■ **BRIEF**: Leave the images out and write out each entry exactly as shown.

■ **RECORDS**:
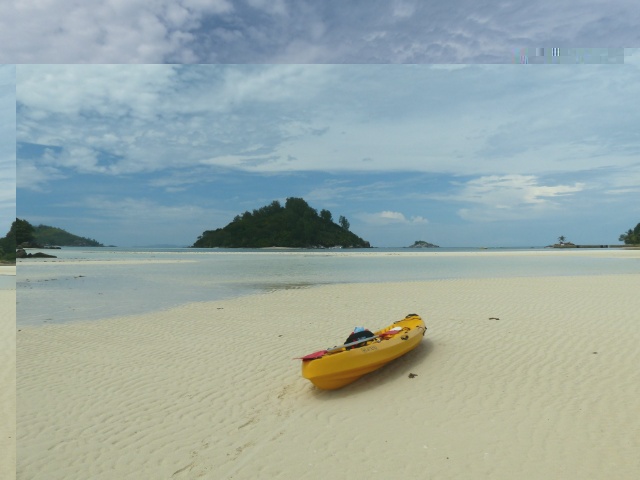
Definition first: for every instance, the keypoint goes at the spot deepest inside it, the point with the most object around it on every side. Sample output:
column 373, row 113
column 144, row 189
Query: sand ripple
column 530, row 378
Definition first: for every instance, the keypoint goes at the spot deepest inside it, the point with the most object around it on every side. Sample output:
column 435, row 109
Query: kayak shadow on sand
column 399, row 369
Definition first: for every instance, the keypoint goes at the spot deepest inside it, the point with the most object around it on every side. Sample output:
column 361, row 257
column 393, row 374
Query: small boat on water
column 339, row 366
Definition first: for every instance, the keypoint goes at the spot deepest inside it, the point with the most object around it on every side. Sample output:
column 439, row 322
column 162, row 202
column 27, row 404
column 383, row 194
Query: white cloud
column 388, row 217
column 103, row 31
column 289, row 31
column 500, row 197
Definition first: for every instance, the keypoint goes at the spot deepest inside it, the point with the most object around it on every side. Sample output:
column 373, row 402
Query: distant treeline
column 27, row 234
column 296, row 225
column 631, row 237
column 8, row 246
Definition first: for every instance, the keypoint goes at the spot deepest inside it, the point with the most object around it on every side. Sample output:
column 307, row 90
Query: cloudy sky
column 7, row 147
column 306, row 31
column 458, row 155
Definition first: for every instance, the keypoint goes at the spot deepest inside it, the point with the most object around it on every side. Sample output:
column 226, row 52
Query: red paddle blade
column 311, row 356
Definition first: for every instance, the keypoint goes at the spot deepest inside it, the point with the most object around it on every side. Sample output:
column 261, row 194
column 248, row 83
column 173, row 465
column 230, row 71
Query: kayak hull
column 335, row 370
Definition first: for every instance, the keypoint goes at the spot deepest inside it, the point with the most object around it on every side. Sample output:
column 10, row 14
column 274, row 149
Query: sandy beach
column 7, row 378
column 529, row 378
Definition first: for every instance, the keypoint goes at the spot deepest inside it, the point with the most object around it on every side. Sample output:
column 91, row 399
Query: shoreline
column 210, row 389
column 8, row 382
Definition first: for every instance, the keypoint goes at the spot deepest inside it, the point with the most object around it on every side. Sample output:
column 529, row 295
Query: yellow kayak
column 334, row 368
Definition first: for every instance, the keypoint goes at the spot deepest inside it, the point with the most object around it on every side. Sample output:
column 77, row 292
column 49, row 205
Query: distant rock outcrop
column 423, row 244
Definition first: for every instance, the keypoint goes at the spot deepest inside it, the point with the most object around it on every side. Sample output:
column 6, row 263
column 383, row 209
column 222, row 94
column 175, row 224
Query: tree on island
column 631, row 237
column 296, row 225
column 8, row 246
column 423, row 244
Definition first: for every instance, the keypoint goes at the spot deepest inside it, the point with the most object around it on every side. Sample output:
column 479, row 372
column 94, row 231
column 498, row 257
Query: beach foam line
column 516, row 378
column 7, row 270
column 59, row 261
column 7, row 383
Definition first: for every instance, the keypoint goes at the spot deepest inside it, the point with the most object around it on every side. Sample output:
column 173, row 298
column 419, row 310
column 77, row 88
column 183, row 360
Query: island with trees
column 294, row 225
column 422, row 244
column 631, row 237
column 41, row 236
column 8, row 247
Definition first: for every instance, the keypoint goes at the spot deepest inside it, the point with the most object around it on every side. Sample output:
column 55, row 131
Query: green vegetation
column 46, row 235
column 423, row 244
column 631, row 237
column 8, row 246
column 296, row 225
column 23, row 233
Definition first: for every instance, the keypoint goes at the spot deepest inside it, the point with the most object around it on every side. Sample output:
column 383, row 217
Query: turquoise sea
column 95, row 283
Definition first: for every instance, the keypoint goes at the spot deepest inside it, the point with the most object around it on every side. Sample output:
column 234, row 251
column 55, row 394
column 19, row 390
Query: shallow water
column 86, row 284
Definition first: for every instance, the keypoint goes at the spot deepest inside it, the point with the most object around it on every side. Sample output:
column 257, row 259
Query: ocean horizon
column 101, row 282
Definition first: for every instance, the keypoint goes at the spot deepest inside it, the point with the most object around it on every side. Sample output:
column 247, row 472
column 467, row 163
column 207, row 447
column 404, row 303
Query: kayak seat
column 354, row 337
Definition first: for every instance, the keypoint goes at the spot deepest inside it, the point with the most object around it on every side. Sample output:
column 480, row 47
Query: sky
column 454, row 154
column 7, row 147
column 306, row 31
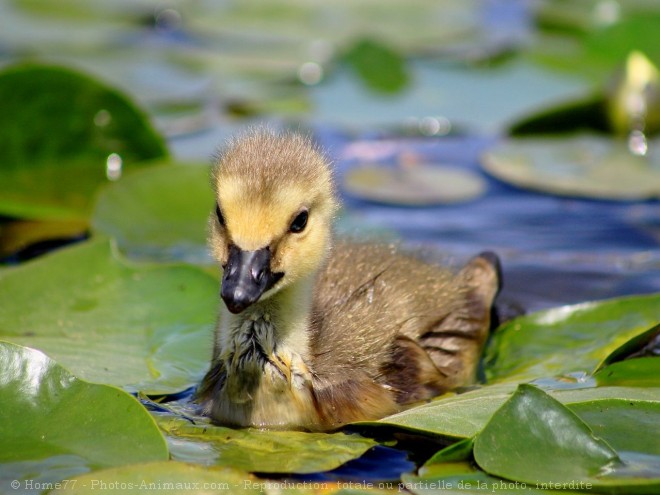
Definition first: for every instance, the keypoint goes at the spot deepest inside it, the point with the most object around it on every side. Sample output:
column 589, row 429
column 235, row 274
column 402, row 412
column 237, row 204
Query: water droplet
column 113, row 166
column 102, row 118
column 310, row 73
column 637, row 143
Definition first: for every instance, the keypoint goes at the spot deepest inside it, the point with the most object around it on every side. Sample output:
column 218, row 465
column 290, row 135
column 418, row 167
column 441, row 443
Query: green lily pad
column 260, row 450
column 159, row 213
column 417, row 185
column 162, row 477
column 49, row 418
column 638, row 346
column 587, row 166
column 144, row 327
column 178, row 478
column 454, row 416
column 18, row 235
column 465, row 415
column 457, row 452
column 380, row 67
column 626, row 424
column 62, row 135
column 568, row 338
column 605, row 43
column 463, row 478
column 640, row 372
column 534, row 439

■ **WRITTEN RESPONSE**:
Definition first: for every instance, the keypoint goes at the spot deepest inside it, the point with the most object around it on every side. Sample output:
column 373, row 113
column 144, row 189
Query: sand ripple
column 530, row 378
Definition first: for every instance, the keypoint goes at the spot deepest inside it, the point with the most object around it on every side. Sample output:
column 435, row 109
Query: kayak shadow on sand
column 399, row 369
Definition first: for every instance, the keypoint goes at the spot deepest inside it, the point with the most object around it on every side. Sample output:
column 361, row 257
column 393, row 374
Query: small boat on water
column 339, row 366
Definition first: for every instance, the keypoint goes at the spot deepest inside it, the point with the most object around it on every side. Sample output:
column 439, row 322
column 162, row 202
column 27, row 404
column 383, row 194
Query: white cloud
column 388, row 217
column 103, row 31
column 289, row 31
column 500, row 197
Definition first: for every instance, the keypoint goes at the spot deepest inside it, the point with the most object around it on every side. Sample output:
column 373, row 402
Query: distant treeline
column 27, row 234
column 296, row 225
column 631, row 237
column 8, row 246
Definition first: for every instance, the keypoint goes at the spot deepest inside it, the point with the most object around it on every side. Sample output:
column 307, row 90
Query: cloudy sky
column 7, row 147
column 306, row 31
column 458, row 155
Definition first: for every instance, the keypoint goes at the spot deepest inside it, the point with the most object around it on every side. Sample output:
column 226, row 52
Query: red paddle blade
column 311, row 356
Definition first: for every instance, the keypoint goes at the spot deepest inside it, the point with the most object around it on every side. Sample output:
column 261, row 194
column 248, row 83
column 173, row 465
column 230, row 71
Query: kayak hull
column 335, row 370
Definition first: for every instance, the keypoint goes at the spot deepest inside it, the point with the most object around it on every side. Sample output:
column 10, row 14
column 274, row 149
Query: sandy beach
column 7, row 378
column 529, row 378
Definition first: for every instance, the keypoint goes at the spot deepest inside it, the point with the most object around it on every side. Sample output:
column 91, row 399
Query: shoreline
column 210, row 389
column 8, row 382
Definition first: for every instance, the keypoint goes at the spot deepest inside it, the point with the most object around it on every side. Sample output:
column 529, row 295
Query: yellow kayak
column 334, row 368
Definition first: for every instance, the keypoint goes at the spot deepest inside it, the point with the most object around it on every side. Sample output:
column 77, row 292
column 49, row 205
Query: distant rock outcrop
column 423, row 244
Definition first: for every instance, the keypoint goes at the spot deepest inside it, the point with the most object around it on every side. Sample output:
column 6, row 263
column 383, row 209
column 222, row 94
column 175, row 224
Query: tree on island
column 631, row 237
column 296, row 225
column 8, row 246
column 423, row 244
Definition first: for every instance, the keypoint goes at the spot deepest inside it, the point with the most object around it on every side. Sample output:
column 479, row 372
column 94, row 231
column 498, row 257
Query: beach foam line
column 516, row 378
column 7, row 270
column 59, row 261
column 7, row 383
Definition first: for every instance, the keypoint goes at the spot deepest inside it, the point with the most object around it on every side. Sample output:
column 173, row 298
column 419, row 310
column 77, row 88
column 183, row 360
Query: island with trees
column 294, row 225
column 422, row 244
column 631, row 237
column 41, row 236
column 8, row 247
Definition first: for every instance, the keypoint goes at the spot deepest inside it, the point with the most object around it on every side. Sample output:
column 55, row 131
Query: green vegetation
column 46, row 235
column 423, row 244
column 631, row 237
column 8, row 246
column 296, row 225
column 23, row 233
Definition first: for every instance, the keypoint goes at the spot deepest inside it, the point with the most object around it on every side. Sample output:
column 383, row 217
Query: turquoise sea
column 95, row 283
Definition first: for every instance, the keypoint goes at the spot deepest inside it, the point with the most object around it on every side. Sample output:
column 234, row 251
column 55, row 394
column 19, row 390
Query: shallow water
column 86, row 284
Definition first: for every instance, the keypoint goes at the spot deepest inside it, the point with the most object around it on every side. Sample output:
column 257, row 259
Query: ocean horizon
column 101, row 282
Definition first: for every instance, the keypoint goes at the spot deepest inside it, the point with the most object around it on every side. Sample output:
column 247, row 472
column 467, row 163
column 207, row 447
column 404, row 303
Query: kayak seat
column 354, row 337
Definition first: for every instance, the keypoint goes at the spot deepest inside it, the point with the most object around it on every side. Sample output:
column 480, row 47
Query: sky
column 454, row 154
column 7, row 147
column 306, row 31
Definition first: for every instance, the keypoint goes at the spot deepest inside it, the point with the most object around it on every side. Sample output:
column 589, row 429
column 235, row 274
column 402, row 412
column 237, row 204
Query: water droplet
column 113, row 166
column 102, row 118
column 310, row 73
column 637, row 143
Definition first: for every instance, the keypoint goes at the spot deepest inside it, the point with the most object around it on every side. Sample output:
column 218, row 465
column 290, row 135
column 418, row 167
column 441, row 443
Query: green lily pad
column 260, row 450
column 159, row 213
column 417, row 185
column 162, row 477
column 49, row 418
column 638, row 346
column 587, row 166
column 144, row 327
column 178, row 478
column 454, row 416
column 18, row 235
column 465, row 415
column 457, row 452
column 380, row 67
column 626, row 424
column 62, row 135
column 568, row 338
column 605, row 43
column 463, row 478
column 640, row 372
column 534, row 439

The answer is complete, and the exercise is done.